[Records from a dataset]
######
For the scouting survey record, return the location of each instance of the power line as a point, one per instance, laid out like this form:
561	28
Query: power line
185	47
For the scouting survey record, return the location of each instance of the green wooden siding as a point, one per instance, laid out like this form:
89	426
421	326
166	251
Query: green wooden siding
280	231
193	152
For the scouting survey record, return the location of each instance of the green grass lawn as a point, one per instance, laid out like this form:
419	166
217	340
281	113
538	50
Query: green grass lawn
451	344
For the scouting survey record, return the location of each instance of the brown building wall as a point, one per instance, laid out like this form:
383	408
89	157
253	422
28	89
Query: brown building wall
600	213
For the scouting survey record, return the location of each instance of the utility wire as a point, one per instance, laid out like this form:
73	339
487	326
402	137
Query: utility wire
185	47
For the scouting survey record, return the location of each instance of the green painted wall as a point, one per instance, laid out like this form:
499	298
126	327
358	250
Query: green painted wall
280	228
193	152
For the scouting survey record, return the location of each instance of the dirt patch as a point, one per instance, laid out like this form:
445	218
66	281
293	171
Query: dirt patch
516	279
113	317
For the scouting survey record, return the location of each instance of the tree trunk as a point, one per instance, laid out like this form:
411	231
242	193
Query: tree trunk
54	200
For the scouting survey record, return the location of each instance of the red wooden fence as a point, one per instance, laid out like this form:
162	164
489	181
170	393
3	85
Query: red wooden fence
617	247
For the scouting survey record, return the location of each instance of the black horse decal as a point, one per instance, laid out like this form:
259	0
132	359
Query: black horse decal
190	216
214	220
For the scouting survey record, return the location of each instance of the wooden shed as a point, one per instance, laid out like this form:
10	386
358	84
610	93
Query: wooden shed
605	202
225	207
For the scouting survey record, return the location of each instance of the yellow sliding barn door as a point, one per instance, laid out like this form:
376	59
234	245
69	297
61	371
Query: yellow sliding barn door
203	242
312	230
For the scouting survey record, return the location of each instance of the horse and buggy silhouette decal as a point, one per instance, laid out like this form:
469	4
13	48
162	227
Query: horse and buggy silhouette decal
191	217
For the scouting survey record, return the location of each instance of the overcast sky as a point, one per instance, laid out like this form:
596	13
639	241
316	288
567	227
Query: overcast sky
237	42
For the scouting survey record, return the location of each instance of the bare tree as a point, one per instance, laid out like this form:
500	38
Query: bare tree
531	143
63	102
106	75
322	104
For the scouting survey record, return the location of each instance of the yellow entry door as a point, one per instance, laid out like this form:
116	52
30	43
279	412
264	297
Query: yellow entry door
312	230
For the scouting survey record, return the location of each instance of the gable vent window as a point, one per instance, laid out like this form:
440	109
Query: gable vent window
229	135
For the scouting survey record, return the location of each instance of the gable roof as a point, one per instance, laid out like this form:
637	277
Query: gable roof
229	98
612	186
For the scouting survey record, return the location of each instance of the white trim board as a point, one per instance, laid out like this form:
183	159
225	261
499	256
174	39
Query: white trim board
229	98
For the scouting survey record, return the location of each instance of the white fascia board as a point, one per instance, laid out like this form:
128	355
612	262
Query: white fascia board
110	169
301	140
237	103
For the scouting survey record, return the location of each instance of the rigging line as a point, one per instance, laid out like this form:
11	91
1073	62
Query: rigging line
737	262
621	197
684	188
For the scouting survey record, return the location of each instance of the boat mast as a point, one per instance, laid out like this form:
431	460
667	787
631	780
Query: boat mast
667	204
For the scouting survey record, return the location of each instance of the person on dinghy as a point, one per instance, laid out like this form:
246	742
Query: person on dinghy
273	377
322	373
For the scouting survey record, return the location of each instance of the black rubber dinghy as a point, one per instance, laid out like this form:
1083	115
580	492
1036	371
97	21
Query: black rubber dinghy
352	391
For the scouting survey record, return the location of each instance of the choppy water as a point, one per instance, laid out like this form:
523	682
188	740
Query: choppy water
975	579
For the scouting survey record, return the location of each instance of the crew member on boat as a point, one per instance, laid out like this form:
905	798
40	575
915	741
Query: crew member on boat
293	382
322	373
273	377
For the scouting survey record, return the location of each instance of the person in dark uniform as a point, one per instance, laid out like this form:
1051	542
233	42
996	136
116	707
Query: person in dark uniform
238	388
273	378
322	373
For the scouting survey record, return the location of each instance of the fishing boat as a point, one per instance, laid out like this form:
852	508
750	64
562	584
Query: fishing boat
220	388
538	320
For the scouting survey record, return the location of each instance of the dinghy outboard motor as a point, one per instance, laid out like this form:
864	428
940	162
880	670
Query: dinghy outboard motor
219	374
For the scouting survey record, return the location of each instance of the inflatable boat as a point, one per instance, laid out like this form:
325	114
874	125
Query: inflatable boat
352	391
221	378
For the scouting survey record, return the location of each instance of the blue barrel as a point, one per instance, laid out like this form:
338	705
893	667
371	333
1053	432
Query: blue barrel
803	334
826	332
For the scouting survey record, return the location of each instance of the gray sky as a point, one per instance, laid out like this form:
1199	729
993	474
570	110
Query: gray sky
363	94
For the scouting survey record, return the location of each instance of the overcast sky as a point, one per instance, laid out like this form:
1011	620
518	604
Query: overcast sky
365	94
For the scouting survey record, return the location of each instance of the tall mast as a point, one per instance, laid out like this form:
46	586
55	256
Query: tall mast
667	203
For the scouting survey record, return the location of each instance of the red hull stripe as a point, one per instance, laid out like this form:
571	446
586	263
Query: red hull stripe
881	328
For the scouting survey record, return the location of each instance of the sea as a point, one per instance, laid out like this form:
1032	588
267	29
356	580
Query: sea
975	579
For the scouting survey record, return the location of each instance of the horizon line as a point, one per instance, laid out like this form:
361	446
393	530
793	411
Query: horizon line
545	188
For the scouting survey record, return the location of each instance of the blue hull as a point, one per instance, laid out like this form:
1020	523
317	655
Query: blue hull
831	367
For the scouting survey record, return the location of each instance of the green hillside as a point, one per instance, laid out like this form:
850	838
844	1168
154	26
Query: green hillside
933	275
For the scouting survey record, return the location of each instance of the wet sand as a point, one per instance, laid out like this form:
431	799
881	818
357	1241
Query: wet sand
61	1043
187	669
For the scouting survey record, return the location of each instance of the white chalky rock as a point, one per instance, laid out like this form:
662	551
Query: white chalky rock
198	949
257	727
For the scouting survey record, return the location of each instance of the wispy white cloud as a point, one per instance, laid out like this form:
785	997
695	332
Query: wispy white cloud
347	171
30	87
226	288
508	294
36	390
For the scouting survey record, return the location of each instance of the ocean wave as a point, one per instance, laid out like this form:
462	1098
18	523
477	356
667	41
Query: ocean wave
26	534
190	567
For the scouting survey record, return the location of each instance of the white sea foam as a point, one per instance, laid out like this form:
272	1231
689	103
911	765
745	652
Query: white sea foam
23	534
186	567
######
### GIVEN EXERCISE
Reproduce every row above line for line, with nothing changed.

### OUTPUT FOR THIS TASK
For the scouting survey record, return the location of each instance of the power line as a point, one per instance, laid out like this form:
561	28
Query: power line
185	47
For the scouting survey record, return the location of each instance of the green wooden siding as a point, one per instance, laid out like this form:
89	426
421	326
166	251
Query: green wooden siding
280	231
193	152
For the scouting survey record, return the location of each instance of the green grass lawn as a point, one per instance, laid out like this form:
419	166
217	340
281	113
538	50
Query: green grass lawn
451	344
For the scouting survey record, return the location of each instance of the brown building wall as a point, one per instance, laid out like this form:
383	408
89	157
253	422
28	89
Query: brown building wall
600	213
For the scouting survey record, return the location of each instance of the utility wire as a point, one per instance, laid out like this form:
73	339
487	326
402	137
Query: utility wire
185	47
For the scouting survey record, return the location of each instance of the green painted wall as a point, one per instance, laid out like this form:
499	298
126	327
358	250
Query: green painted wall
280	228
193	152
For the scouting survey record, return the location of each instance of the dirt patch as a point, one per instance, laid out like this form:
445	218
66	281
293	171
Query: dirt patch
516	279
113	317
For the scouting survey record, return the location of each instance of the tree trunk as a point, one per instance, laid out like this form:
411	231
242	193
Query: tree trunk
54	200
For the scouting survey record, return the location of each instance of the red wooden fence as a point, one per instance, laid out like this form:
162	164
489	181
170	393
3	85
Query: red wooden fence
617	247
For the scouting survey record, return the location of each instance of the black horse decal as a point, one per instance, laid out like this form:
259	0
132	359
Query: black horse decal
190	216
214	220
For the scouting survey record, return the location of each instance of the wooden shed as a point, one per instance, laid out like this form:
10	386
358	84
610	93
Query: wooden shed
605	202
225	207
For the scouting survey record, return the location of each instance of the yellow sliding barn door as a point, one per instance, laid out like this form:
376	59
234	245
69	297
61	371
Query: yellow sliding barn door
203	242
312	230
For the scouting survey record, return the location of each instance of the horse and buggy silhouette decal as a point, one per instance, laid out like this form:
469	4
13	48
162	227
Query: horse and buggy silhouette decal
191	217
For the scouting survey record, return the location of each instance of the overcast sky as a point, one per instance, laid out like this form:
596	13
639	241
316	288
567	227
Query: overcast sky
237	42
For the scouting survey record, return the location of each instance of the bare tree as a point, one per instance, laid out like this form:
500	38
Query: bare tree
531	143
63	102
106	75
322	104
For the scouting survey record, return the location of each instance of the yellow entry door as a point, one per instance, laid out like this form:
116	52
30	43
279	412
264	297
Query: yellow entry door
312	230
For the scouting survey record, return the location of each instance of the gable vent window as a point, one per instance, laid out like this form:
440	109
Query: gable vent window
229	135
For the scouting survey record, return the location of each instance of the gable roof as a point, one per instance, laid out like this form:
637	277
Query: gable roof
229	98
612	186
For the scouting survey record, return the location of each instance of the white trim board as a point, one per instance, laid out like this form:
183	159
225	261
499	256
174	39
Query: white trim board
229	98
For the scouting survey record, return the location of each instance of the white fascia board as a point, one per instance, laid out like this form:
128	355
612	262
Query: white fascia board
110	169
301	140
237	103
For the scouting survey record, return the location of each instance of the rigging line as a point, one per instance, laid out like this form:
11	91
1073	62
Query: rigging line
737	262
621	197
684	188
For the scouting survey record, return the location of each instance of the boat mast as a point, one per instance, laid out like this form:
431	460
667	787
631	780
Query: boat mast
667	204
For the scouting survey record, return the location of each instance of the person on dinghy as a point, one per instance, laid out like this form:
246	742
Query: person on dinghy
273	377
322	373
For the scouting survey record, return the location of each instance of the black rubber dinghy as a point, one per instance, laid out like this form:
1083	115
580	492
1036	371
97	21
Query: black rubber dinghy
352	391
For the scouting survey record, return the location of each instance of the choppy water as a point, one per instance, laid out like this form:
523	682
188	740
Query: choppy water
975	579
For the scouting survey record, return the location of each instance of the crew member on boat as a point, one per instance, laid out like this form:
905	798
40	575
915	741
Query: crew member on boat
293	382
322	373
273	377
For the scouting survey record, return the location of each instance of the person in dark uniform as a point, one per instance, laid out like this form:
1051	542
233	42
996	136
116	707
Query: person in dark uniform
238	388
273	378
322	373
For the scouting survey record, return the location of each instance of the fishing boat as a point, one per instance, laid out like this form:
852	508
750	64
562	584
Query: fishing boat
220	388
538	320
For the scouting survey record, return the location of each instance of the dinghy outboard motor as a point, one per instance, laid out like this form:
864	428
940	162
880	670
Query: dinghy outboard motor
219	374
For the scouting survey record, return the location of each instance of the inflatable boat as a point, one per instance, laid out like this form:
325	114
874	125
Query: inflatable boat
352	391
221	378
For the scouting survey record, return the location of each instance of the blue barrel as a point, one per instance, laid out like this form:
338	705
893	667
371	333
1053	432
Query: blue barrel
803	334
826	332
For the scouting survey record, return the location of each instance of the gray sky as a point, one per instance, laid out like this form:
1199	729
993	474
570	110
Query: gray sky
363	94
For the scouting survey record, return the location of each instance of the overcast sky as a point, one per instance, laid out like this form:
1011	620
518	604
Query: overcast sky
365	94
For the scouting survey record, return the location of each instance of the tall mast as a point, one per instance, laid out like this form:
46	586
55	256
Query: tall mast
667	203
For the scouting survey record, return the location of each instance of the red hull stripe as a point, one per instance, laid out like this form:
571	446
586	263
Query: red hull stripe
881	328
For the scouting survey record, return the location of each instance of the sea as a point, one per instance, laid out like this form:
1032	588
267	29
356	580
Query: sea
975	579
For the scouting survey record, return the location of each instance of the horizon line as a point, one per instance, laid out like this form:
361	446
393	530
793	411
Query: horizon line
545	188
For the scouting survey record, return the location of each instance of the blue hull as a point, one per instance, laid out like this form:
1020	523
317	655
Query: blue hull
831	367
For the scouting survey record, return the location of each instance of the green hillside as a point, one per instance, laid out like this form:
850	838
844	1168
154	26
Query: green hillside
933	275
For the scouting survey record, return the location of each instance of the wet sand as a point, one per instance, laid out like this form:
431	799
881	818
357	1241
Query: wet sand
61	1043
187	669
For the scouting survey record, return the location of each instance of the white chalky rock as a point, one per instance, laid out like this form:
662	551
Query: white chalky rock
198	949
257	727
For the scouting survey record, return the location of each instance of the wispy white cloud as a point, one per instance, laid out like this form:
785	997
695	332
Query: wispy white cloud
347	171
30	87
226	288
508	294
36	390
For the scouting survey record, return the location of each instance of the ocean wave as a point, one per instance, laid out like this form:
462	1098
18	523
477	356
667	41
Query: ocean wave
26	534
190	567
For the scouting survey record, return the location of each instance of the white sea foam as a point, one per instance, laid out like this form:
272	1231
689	103
911	765
745	652
Query: white sea foam
23	534
186	567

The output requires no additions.